Continue the article on the Minnesota Vikings' defense below, picking up right after its final sentence.

> [Passage given]

▼▼▼

Seattle made it to the previous two Super Bowls on the strength of their defense and, while Carolina led the league in scoring, it can be argued that much of its success was due in no small part to having one of the league’s better defenses, finishing the regular season with a league-best plus-20 turnover differential.

The Minnesota Vikings are closing in on being a team that can boast talent at all three levels of the defense.

Up front, Everson Griffen, Linval Joseph and Sharrif Floyd can all dominate games and what Danielle Hunter showed his rookie season is reason for confidence that the Vikings will be set to unleash the hounds in 2016.

At the linebacker spots, the Vikings have used two premium draft picks the last two years to improve the position – taking Anthony Barr in the first round of the 2014 draft and Eric Kendricks in the second round of last year’s draft. With Chad Greenway nearing the end of the road for his career, the Vikings could end up with a young core of linebackers that, if they stay healthy, could carry the middle of the defense into the next decade.

▲▲▲

> [Raw data]

▼▼▼

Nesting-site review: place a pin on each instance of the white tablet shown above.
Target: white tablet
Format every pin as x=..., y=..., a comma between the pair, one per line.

▲▲▲

> [Written response]
In the secondary, the Vikings already have one Pro Bowl player in Harrison Smith and have used two first-round picks on Xavier Rhodes and Trae Waynes, both of whom are expected to develop into shut-down type corners.

The Vikings success in 2015 was a testament to what an improved defense can do for a team in the modern era. The Vikings offense was centered a running game that was augmented by passing, not the other way around. Yet, when all was said and done, they finished 11-5 and finally wrestled away the NFC North championship from the Packers. They did it with one of the statistically worst offenses in the league (ranked 29th in yardage and 31st in passing yards). How did they do it? With a defense that allowed two or fewer touchdowns of any kind in 16 of the 17 games they played.

Denver showed that an oppressive defense can make up for an offense that consistently struggled to points on the board. Given the high-octane nature of the new NFL, strong offenses can take teams a long way. But, when it comes right down to it, defenses still win championships and the Vikings have a lot of pieces already in place to pick up where the Broncos left off and make a run for the title that has eluded them for more than 50 years.